● Extrait affiché
########
La solution à deux États, que de nombreux gouvernements ainsi que le
Saint-Siège ne cessent d’appeler de leurs vœux, est en réalité
impraticable. Alors que la solution d’un État unique pour Juifs et
Palestiniens qui s’étendrait précisément « du fleuve à la mer », avec
Jérusalem pour capitale, bien qu’elle soit ardue et lointaine, serait en
fait plus sincère et mieux à même de résoudre le problème.
Dans le monde catholique, cette solution a été évoquée publiquement
pour la première fois par les évêques de Terre Sainte – et au premier
chef par le patriarche latin de Jérusalem, Pierbattista Pizzaballa –
dans une déclaration du 20 mai 2019 :
« Dans la situation actuelle, on ne fait que parler d’une solution à
des États, mais ce sont que de vains discours. Par le passé, nous avons
vécu ensemble sur cette terre, pourquoi ne pourrions-nous pas y vivre
ensemble à l’avenir également ? La condition fondamentale pour une paix
juste et durable, c’est que tous les habitants de cette Terre Sainte
jouissent de la pleine égalité. Voilà notre vision pour Jérusalem et
pour tout le territoire appelé Israël et Palestine, qui se situe entre
le Jourdain et la mer Méditerranée. »
Et c’est aussi la solution proposée à plusieurs reprises, ces
dernières années, dans une revue faisant autorité, « La Civiltà
Cattolica », par son principal spécialiste du judaïsme, le jésuite
israélien David M. Neuhaus.
########
● Données affichées
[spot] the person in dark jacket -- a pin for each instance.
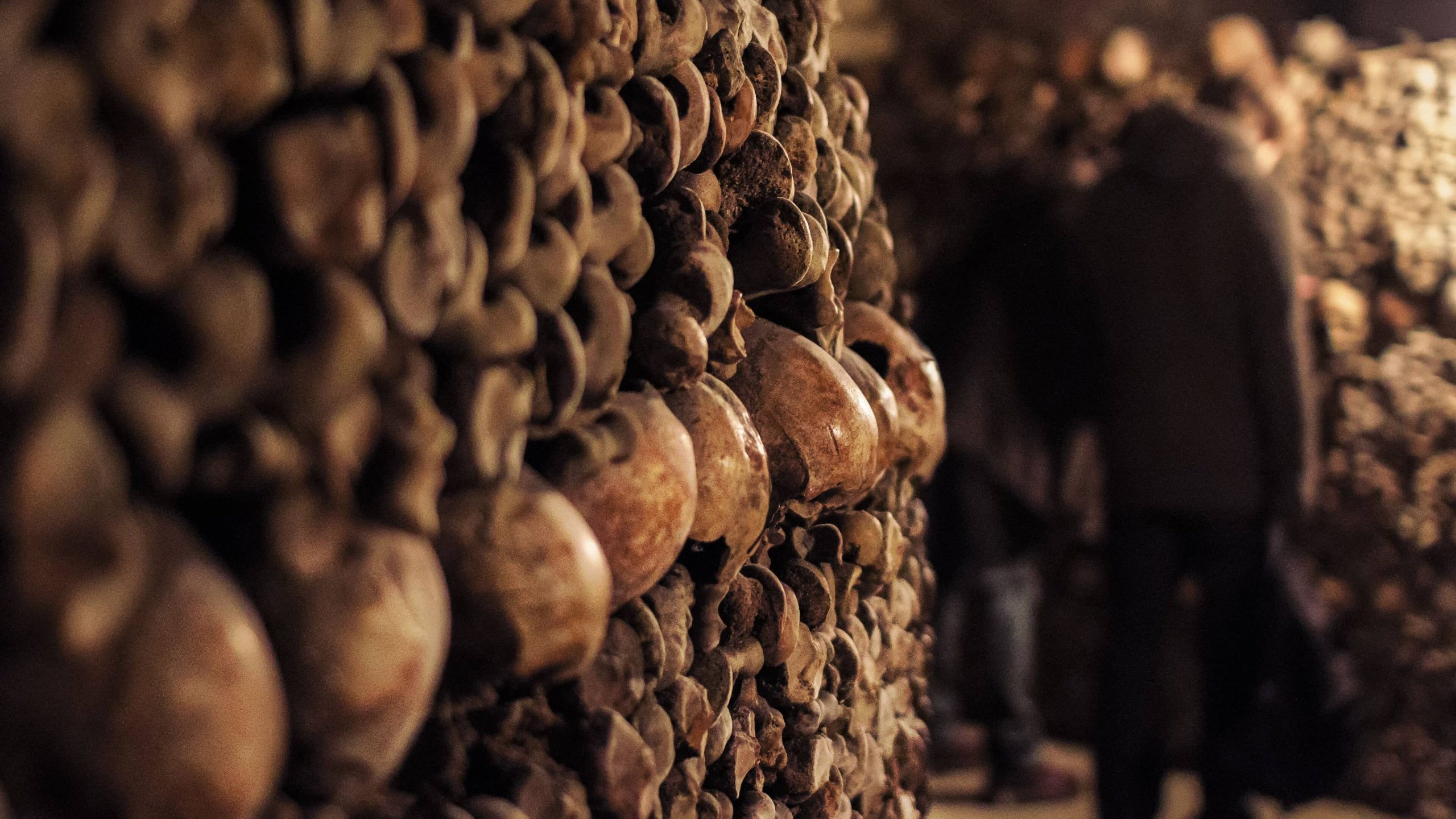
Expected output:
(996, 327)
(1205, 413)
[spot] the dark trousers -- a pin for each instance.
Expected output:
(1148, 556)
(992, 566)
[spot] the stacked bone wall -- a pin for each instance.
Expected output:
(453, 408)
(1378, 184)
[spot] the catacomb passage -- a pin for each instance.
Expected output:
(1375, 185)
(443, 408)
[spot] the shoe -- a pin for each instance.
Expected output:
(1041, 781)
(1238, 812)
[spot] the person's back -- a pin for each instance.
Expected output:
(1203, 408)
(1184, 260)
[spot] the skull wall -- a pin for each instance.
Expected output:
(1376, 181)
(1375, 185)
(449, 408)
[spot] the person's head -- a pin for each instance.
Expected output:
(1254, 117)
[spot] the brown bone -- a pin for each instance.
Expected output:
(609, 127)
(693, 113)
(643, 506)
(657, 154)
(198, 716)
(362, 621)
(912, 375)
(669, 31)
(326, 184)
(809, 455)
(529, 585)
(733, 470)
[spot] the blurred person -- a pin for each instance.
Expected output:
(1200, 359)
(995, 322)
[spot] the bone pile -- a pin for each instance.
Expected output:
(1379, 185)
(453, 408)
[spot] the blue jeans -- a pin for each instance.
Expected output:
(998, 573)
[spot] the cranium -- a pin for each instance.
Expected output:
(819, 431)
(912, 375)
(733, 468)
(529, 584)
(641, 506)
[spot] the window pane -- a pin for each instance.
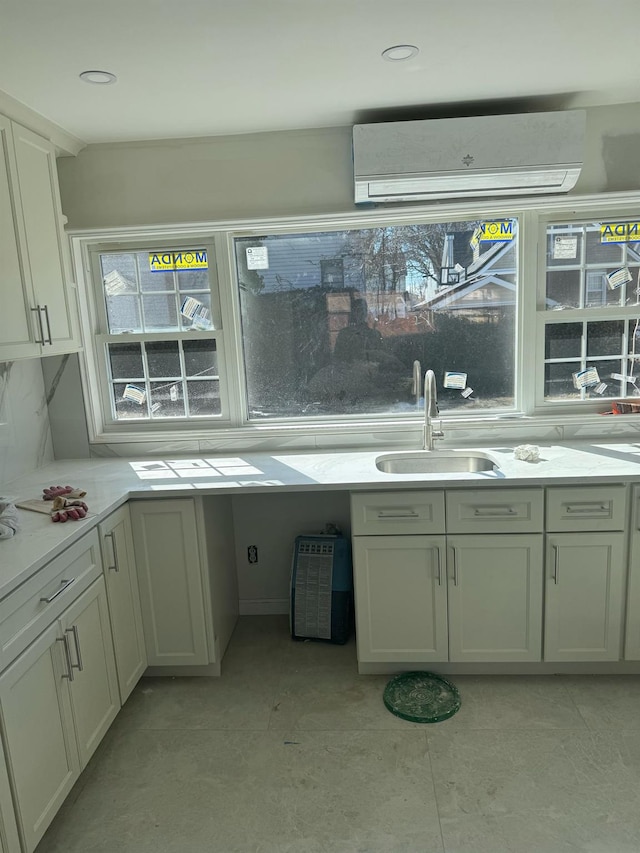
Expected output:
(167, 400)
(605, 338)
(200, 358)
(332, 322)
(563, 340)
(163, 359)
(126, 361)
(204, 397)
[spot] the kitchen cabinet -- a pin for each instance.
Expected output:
########
● Consignes
1 – Recopiez fidèlement, dans l'extrait sur la solution à un État, la partie qui commence par les mots contenant « Et c’est aussi » et s'achève sur « David M. Neuhaus. ».
2 – D'après l'extrait sur la solution à un État, à quelle date les évêques de Terre Sainte ont-ils publié leur déclaration ?
Appuyez-vous uniquement sur l'extrait sur la solution à un État.

● Réponses
1 –
Et c’est aussi la solution proposée à plusieurs reprises, ces
dernières années, dans une revue faisant autorité, « La Civiltà
Cattolica », par son principal spécialiste du judaïsme, le jésuite
israélien David M. Neuhaus.

2 – Le 20 mai 2019.